-- Start of Provided information --

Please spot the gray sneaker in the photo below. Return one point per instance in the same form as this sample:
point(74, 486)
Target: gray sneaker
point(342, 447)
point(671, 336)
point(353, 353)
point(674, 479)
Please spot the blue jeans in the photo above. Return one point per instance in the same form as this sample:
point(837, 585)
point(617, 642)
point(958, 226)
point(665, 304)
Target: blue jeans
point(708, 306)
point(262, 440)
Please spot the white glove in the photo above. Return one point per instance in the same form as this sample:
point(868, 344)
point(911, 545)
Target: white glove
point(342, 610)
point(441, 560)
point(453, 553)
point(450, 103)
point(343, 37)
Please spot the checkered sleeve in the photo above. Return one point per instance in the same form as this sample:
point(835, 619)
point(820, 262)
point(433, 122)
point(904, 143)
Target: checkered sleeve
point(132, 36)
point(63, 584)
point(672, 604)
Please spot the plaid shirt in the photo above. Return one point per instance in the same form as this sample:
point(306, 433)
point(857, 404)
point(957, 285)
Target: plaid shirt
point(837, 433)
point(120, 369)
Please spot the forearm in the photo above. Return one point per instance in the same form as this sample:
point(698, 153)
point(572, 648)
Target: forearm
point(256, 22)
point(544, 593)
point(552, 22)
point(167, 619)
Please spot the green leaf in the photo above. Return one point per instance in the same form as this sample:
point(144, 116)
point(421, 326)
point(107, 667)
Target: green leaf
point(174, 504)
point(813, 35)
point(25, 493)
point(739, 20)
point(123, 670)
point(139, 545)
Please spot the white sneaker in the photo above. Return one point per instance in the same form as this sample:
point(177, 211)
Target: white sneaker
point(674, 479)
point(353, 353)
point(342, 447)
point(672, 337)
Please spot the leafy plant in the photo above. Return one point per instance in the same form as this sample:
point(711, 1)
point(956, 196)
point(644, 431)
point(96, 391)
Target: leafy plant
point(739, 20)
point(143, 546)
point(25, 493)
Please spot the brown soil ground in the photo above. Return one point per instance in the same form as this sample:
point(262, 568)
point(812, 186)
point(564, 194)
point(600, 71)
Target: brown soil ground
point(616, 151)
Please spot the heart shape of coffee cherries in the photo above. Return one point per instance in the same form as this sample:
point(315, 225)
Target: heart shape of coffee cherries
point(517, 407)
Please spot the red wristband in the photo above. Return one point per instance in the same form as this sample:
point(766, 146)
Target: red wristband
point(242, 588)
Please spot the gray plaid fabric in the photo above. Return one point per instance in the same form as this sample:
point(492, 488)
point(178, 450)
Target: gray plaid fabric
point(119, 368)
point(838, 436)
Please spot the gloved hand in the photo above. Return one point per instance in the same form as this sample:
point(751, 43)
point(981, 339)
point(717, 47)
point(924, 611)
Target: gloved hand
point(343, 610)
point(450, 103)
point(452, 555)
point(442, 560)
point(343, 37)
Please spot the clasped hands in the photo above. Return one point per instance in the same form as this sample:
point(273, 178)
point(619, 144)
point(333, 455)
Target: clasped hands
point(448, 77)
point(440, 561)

-- End of Provided information --

What needs to be done
Arrange every line of the items above as a numbered list, leaving out any blank lines.

Correct result
1. Please spot the gray sneaker in the photo below. Return one point per instance in the same form as this sample:
2. point(74, 486)
3. Target: gray sneaker
4. point(342, 447)
5. point(671, 336)
6. point(353, 353)
7. point(674, 479)
8. Please spot the blue jeans in the photo above. Return one point per instance in the same form as this sample:
9. point(837, 585)
10. point(617, 642)
11. point(958, 226)
12. point(665, 304)
13. Target: blue jeans
14. point(708, 306)
15. point(262, 440)
16. Please spot the white glove in the photo above. Return one point per instance in the same form as this sample:
17. point(868, 344)
18. point(911, 545)
19. Target: white glove
20. point(342, 610)
21. point(441, 560)
22. point(453, 553)
23. point(450, 103)
24. point(343, 37)
25. Please spot the checkered sleeve in the photo above. Return one point per instance in the same form as this sample:
26. point(835, 619)
27. point(820, 262)
28. point(433, 122)
29. point(904, 143)
30. Target: checkered sleeve
31. point(132, 36)
32. point(63, 584)
33. point(672, 604)
34. Please spot the plaid shirt in the photo above. Return one point per instance in the same form as this sample:
35. point(306, 433)
36. point(857, 404)
37. point(957, 285)
38. Target: plaid shirt
39. point(837, 433)
40. point(120, 369)
41. Please spot the forearm in the photo above. Return one point per instance in the same form as this sample:
42. point(698, 153)
43. point(572, 648)
44. Target: forearm
45. point(256, 22)
46. point(544, 593)
47. point(552, 22)
48. point(167, 619)
49. Please spot the green leaf in the photo above. Return one point per instance in the same form as this sample:
50. point(144, 116)
51. point(421, 326)
52. point(107, 667)
53. Target: green leaf
54. point(174, 504)
55. point(813, 35)
56. point(25, 493)
57. point(739, 20)
58. point(123, 670)
59. point(139, 545)
60. Please spot the white sneaker in the photo above. Return one point per instance in the same form as this sample:
61. point(177, 211)
62. Target: white sneaker
63. point(674, 479)
64. point(353, 353)
65. point(342, 447)
66. point(672, 337)
67. Please spot the leafy plant in the photo above. Return one point per instance in the same form as this sample:
68. point(711, 1)
69. point(956, 196)
70. point(644, 431)
71. point(96, 391)
72. Target: leafy plant
73. point(739, 20)
74. point(143, 546)
75. point(25, 493)
76. Please spot the brown soil ground in the photo above. Return one point per instance in the same form as this sample:
77. point(262, 568)
78. point(812, 186)
79. point(564, 194)
80. point(600, 71)
81. Target: brown soil ground
82. point(616, 151)
83. Please spot the heart shape of coffee cherries in the photo above. Return one point per instance in the same form as this sample:
84. point(315, 225)
85. Target: heart shape of coffee cherries
86. point(517, 407)
87. Please spot the red wristband in the photo above. Return one point per instance in the same form as this sample:
88. point(766, 146)
89. Target: red wristband
90. point(242, 588)
91. Please spot the gray plaid fabric in the photo above. Return one point per instance in the same form as this sample:
92. point(492, 488)
93. point(178, 450)
94. Target: gray plaid fabric
95. point(119, 368)
96. point(838, 436)
97. Please spot the gloved hand in the photo above. Return one point per instance in the same form as this sample:
98. point(751, 43)
99. point(981, 339)
100. point(717, 47)
101. point(924, 611)
102. Target: gloved hand
103. point(343, 610)
104. point(450, 103)
105. point(452, 555)
106. point(442, 560)
107. point(343, 37)
108. Please spot the clasped hands in the photo above. Return one point per instance in the same form as this sample:
109. point(273, 178)
110. point(619, 144)
111. point(333, 455)
112. Target: clasped hands
113. point(448, 77)
114. point(440, 561)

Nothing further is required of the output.